TO BE DONE
Return every one of the rows below with no change to any line.

[Stored data]

****

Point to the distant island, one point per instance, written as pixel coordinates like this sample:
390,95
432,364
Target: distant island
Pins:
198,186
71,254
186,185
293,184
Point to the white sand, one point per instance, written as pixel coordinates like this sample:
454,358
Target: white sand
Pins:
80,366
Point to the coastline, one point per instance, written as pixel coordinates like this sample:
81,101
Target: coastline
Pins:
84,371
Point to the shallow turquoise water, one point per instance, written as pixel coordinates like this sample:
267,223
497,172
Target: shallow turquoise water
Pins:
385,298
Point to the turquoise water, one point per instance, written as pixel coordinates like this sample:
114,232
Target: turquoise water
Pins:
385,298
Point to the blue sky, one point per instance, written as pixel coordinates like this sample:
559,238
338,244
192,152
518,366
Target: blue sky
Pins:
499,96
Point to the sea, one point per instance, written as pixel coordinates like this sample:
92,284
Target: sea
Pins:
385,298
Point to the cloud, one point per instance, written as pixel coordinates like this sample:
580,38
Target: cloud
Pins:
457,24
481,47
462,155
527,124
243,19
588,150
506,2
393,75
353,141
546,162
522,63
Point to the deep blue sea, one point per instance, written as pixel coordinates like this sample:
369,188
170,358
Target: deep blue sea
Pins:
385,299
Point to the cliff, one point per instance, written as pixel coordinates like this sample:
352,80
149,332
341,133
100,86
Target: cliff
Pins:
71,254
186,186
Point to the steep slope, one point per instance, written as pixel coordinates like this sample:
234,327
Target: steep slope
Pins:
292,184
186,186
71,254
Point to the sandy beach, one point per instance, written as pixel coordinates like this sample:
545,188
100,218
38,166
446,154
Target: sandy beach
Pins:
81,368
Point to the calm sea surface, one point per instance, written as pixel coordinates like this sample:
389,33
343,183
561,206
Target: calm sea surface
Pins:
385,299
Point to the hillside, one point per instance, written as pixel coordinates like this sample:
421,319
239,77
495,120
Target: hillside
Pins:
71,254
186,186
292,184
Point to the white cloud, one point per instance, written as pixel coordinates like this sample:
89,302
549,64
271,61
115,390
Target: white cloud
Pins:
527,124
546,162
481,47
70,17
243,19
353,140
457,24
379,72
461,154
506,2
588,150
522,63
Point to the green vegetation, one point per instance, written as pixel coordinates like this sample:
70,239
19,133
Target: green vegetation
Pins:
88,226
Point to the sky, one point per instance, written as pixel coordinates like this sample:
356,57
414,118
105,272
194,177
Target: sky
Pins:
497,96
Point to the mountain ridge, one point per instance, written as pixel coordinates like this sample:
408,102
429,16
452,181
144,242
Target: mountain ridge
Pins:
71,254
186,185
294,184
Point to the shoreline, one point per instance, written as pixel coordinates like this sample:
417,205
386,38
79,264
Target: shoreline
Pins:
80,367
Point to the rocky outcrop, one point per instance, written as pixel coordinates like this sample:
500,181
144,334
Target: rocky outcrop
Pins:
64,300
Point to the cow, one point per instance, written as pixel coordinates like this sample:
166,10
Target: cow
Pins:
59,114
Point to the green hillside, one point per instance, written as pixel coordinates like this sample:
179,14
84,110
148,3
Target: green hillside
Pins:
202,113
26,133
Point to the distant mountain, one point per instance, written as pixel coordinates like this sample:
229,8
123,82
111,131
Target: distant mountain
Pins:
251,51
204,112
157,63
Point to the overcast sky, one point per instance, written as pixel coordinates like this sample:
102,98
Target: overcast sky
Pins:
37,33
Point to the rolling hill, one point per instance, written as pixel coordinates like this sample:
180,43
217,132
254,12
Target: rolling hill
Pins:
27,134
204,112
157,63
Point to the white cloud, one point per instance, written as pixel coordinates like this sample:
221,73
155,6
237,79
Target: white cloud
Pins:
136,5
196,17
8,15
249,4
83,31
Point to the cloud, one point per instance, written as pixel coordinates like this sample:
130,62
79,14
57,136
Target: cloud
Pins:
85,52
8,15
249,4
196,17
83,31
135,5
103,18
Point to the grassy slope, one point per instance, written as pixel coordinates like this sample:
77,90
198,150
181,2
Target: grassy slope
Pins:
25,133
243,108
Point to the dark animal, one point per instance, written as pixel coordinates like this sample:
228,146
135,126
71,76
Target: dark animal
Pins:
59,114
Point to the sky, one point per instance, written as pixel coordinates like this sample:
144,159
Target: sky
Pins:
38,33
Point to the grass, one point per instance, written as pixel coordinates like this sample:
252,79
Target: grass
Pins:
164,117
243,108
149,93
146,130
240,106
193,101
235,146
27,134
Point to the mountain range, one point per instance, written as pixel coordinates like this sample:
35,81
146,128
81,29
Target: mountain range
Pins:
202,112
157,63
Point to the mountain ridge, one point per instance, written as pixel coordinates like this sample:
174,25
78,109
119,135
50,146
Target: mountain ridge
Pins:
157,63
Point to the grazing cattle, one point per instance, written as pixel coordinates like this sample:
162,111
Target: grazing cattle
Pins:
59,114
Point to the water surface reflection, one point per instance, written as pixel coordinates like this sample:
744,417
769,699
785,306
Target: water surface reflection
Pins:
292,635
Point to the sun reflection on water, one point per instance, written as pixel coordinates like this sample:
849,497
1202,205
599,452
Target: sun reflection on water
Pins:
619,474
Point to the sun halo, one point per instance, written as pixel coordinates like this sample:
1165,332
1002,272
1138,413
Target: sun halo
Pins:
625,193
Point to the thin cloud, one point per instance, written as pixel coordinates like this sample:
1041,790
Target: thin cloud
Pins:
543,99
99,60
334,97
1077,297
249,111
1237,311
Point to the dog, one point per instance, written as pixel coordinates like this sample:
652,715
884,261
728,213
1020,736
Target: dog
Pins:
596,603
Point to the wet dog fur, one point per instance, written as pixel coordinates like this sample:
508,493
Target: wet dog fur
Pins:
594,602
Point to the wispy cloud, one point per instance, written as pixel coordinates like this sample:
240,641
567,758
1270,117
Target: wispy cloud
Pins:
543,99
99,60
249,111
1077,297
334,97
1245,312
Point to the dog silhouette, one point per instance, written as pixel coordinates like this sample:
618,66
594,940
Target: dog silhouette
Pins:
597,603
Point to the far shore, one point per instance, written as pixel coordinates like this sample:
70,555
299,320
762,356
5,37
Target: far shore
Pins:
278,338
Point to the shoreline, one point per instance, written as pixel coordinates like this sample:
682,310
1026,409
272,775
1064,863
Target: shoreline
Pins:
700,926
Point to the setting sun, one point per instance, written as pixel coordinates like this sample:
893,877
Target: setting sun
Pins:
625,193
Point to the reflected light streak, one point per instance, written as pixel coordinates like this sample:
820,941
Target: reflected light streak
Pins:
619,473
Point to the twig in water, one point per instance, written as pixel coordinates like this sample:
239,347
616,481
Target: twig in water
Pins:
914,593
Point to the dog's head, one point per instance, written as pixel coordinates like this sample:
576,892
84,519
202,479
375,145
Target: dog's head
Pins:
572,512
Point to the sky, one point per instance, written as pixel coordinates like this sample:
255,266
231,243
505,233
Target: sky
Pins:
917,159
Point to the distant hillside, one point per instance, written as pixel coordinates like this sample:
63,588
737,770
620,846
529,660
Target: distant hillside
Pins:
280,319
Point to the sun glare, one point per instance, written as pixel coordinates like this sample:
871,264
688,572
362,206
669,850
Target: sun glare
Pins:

****

FULL ANSWER
Point to the distant island, one point per instance, written as pixel coordinates like this sample:
390,95
432,364
Target: distant island
Pins:
198,186
71,254
186,185
293,184
Point to the white sand, one point per instance, written as pixel coordinates like this sample:
454,358
Target: white sand
Pins:
80,366
Point to the coastline, one point per instance, written as pixel coordinates like this sample:
81,101
Target: coastline
Pins:
84,371
Point to the shallow turquoise water, one point per instance, written as pixel coordinates like this sample:
267,223
497,172
Target: shallow turquoise water
Pins:
385,298
Point to the turquoise water, one point per instance, written as pixel coordinates like this sample:
114,232
Target: turquoise water
Pins:
385,298
Point to the blue sky, one point per instance, written as pixel coordinates like this sample:
559,238
338,244
192,152
518,366
Target: blue sky
Pins:
499,96
Point to the sea, one point per instance, written as pixel coordinates like this sample:
92,284
Target: sea
Pins:
385,298
Point to the cloud, one point per instance, written as pixel coordinates like this sample:
580,38
Target: cloud
Pins:
457,24
481,47
462,155
527,124
243,19
588,150
506,2
393,75
353,141
546,162
522,63
Point to the deep blue sea, one point per instance, written as pixel coordinates like this sample:
369,188
170,358
Target: deep blue sea
Pins:
385,299
Point to the cliff, one point per instance, written as pixel coordinates like this sample:
352,80
149,332
341,133
100,86
Target: cliff
Pins:
71,254
186,186
Point to the steep slope, one point per instance, written as pixel coordinates like this sample:
234,327
Target: steep slope
Pins:
292,184
186,186
71,254
Point to the sandy beach, one point per instance, written as pixel coordinates like this sample:
545,188
100,218
38,166
446,154
Target: sandy beach
Pins:
81,368
Point to the calm sea surface, one point per instance, written as pixel coordinates like this sample:
389,33
343,183
561,206
Target: calm sea surface
Pins:
385,299
Point to the hillside, one point per instance, written as pixel coordinates like this sample:
421,319
239,77
495,120
Target: hillside
Pins:
71,254
186,186
292,184
Point to the white cloud, one point per instance, written as pixel coordinates like this sample:
89,302
549,64
271,61
115,390
Target: white cloud
Pins:
527,124
546,162
481,47
70,17
243,19
353,140
457,24
379,72
461,154
506,2
588,150
522,63
Point to the green vegetation, one point per instance, written as pixel coordinates like this sample:
70,239
19,133
Target: green vegetation
Pins:
88,226
Point to the sky, one point per instance, written as pixel coordinates like this sample:
356,57
414,118
105,272
194,177
Target: sky
Pins:
497,96
Point to the mountain ridge, one point per instance, written as pixel coordinates like this sample:
408,102
429,16
452,181
144,242
Target: mountain ridge
Pins:
71,254
186,185
294,184
Point to the shoreline, one point per instance, written as pixel coordinates like this sample:
417,205
386,38
79,264
Target: shoreline
Pins:
80,367
Point to the rocky outcrop, one point per instance, written as pixel coordinates like this sample:
500,181
144,334
Target: rocky outcrop
Pins:
64,300
Point to the cow, one point per instance, written as pixel coordinates like this sample:
166,10
Target: cow
Pins:
59,114
Point to the green hillside, one point per instance, written as pixel coordinates like this sample:
179,14
84,110
148,3
Target: green hillside
Pins:
202,113
26,133
Point to the distant mountain, one point per instance, written as pixel coordinates like this sample:
229,8
123,82
111,131
Target: distant mountain
Pins:
251,51
204,112
157,63
Point to the overcast sky, one point per instance, written as pixel coordinates like this sample:
102,98
Target: overcast sky
Pins:
37,33
Point to the rolling hill, one point per instance, written as pixel coordinates like this sample:
180,43
217,132
254,12
Target: rolling hill
Pins:
27,134
204,112
157,63
Point to the white cloud, one point per instance, written as pixel coordinates like this sample:
221,73
155,6
237,79
Target: white cloud
Pins:
136,5
196,17
8,15
249,4
83,31
Point to the cloud, one point per instance, written as pixel coordinates like this sample:
130,62
79,14
57,136
Target: cloud
Pins:
85,52
8,15
249,4
196,17
83,31
135,5
103,18
Point to the grassy slope, one point per instance, written as pixel coordinates like this sample:
77,90
198,150
181,2
Target: grassy slope
Pins:
25,133
243,108
Point to the dark animal, one point per instance, written as pixel coordinates like this sample:
228,146
135,126
71,76
Target: dark animal
Pins:
59,114
Point to the sky, one point per instance, written as pixel coordinates like this sample:
144,159
Target: sky
Pins:
38,33
Point to the grass, one point per instance, written as pixel coordinates like this sample:
252,79
Target: grass
Pins:
164,117
243,108
149,93
146,130
240,106
193,101
235,146
27,134
Point to the mountain range, one point per instance, written as pixel coordinates like this sample:
35,81
146,128
81,29
Target: mountain range
Pins:
202,112
157,63
Point to the mountain ridge, one point per instance, written as pixel coordinates like this sample:
174,25
78,109
119,135
50,146
Target: mountain ridge
Pins:
157,63
Point to the grazing cattle, one point per instance, written as pixel coordinates like this sample:
162,111
Target: grazing cattle
Pins:
59,114
Point to the water surface reflection, one point per instance, written as pixel coordinates like this sample:
744,417
769,699
785,306
Target: water surface reflection
Pins:
292,635
Point to the sun reflection on water, one point per instance, written as pixel coordinates like this sample:
849,497
1202,205
599,452
Target: sun reflection on water
Pins:
619,474
Point to the sun halo, one point per instance, written as pixel coordinates like this sample:
1165,332
1002,272
1138,413
Target: sun halo
Pins:
625,193
Point to the thin cloud, one point per instance, written as pixel coordinates like this sample:
1041,790
Target: thin cloud
Pins:
543,99
99,60
334,97
1077,297
249,111
1237,311
Point to the dog, one point per instance, written as pixel coordinates like this sample:
652,715
884,261
728,213
1020,736
Target: dog
Pins:
596,603
Point to the wet dog fur, one point per instance, written as pixel coordinates like this sample:
508,493
Target: wet dog fur
Pins:
594,602
Point to the wispy cloud, one point per instance, written as pixel coordinates like this sample:
240,641
567,758
1270,117
Target: wispy cloud
Pins:
543,99
99,60
249,111
1077,297
334,97
1245,312
Point to the dog silhouette, one point per instance, written as pixel coordinates like this sample:
618,66
594,940
Target: dog silhouette
Pins:
597,603
Point to the far shore, one point per instance, written as pixel coordinates like this sample:
70,555
299,320
762,356
5,37
Target: far shore
Pins:
278,338
Point to the shoreline, one point per instance, written as pixel coordinates like this sample:
682,310
1026,409
272,775
1064,863
Target: shoreline
Pins:
700,926
Point to the setting sun, one point per instance, written as pixel coordinates like this sample:
893,877
Target: setting sun
Pins:
625,193
Point to the reflected light streak, one point per instance, written as pixel coordinates like this sample:
820,941
Target: reflected light streak
Pins:
619,473
Point to the twig in water, one point per instance, written as pixel coordinates like this sample:
239,347
616,481
Target: twig in water
Pins:
914,593
Point to the dog's head, one point per instance, written as pixel coordinates like this sample:
576,892
84,519
202,479
375,145
Target: dog's head
Pins:
572,512
Point to the sky, one point per instance, written as pixel coordinates like this sample:
255,266
231,243
505,233
Target: sky
Pins:
917,159
Point to the distant hillside, one point per instance, written as pixel coordinates like this sample:
63,588
737,770
620,846
529,660
Target: distant hillside
Pins:
280,319
Point to the sun glare, one point per instance, written as pixel coordinates like this sample:
871,264
688,572
362,206
669,850
Target: sun glare
Pins:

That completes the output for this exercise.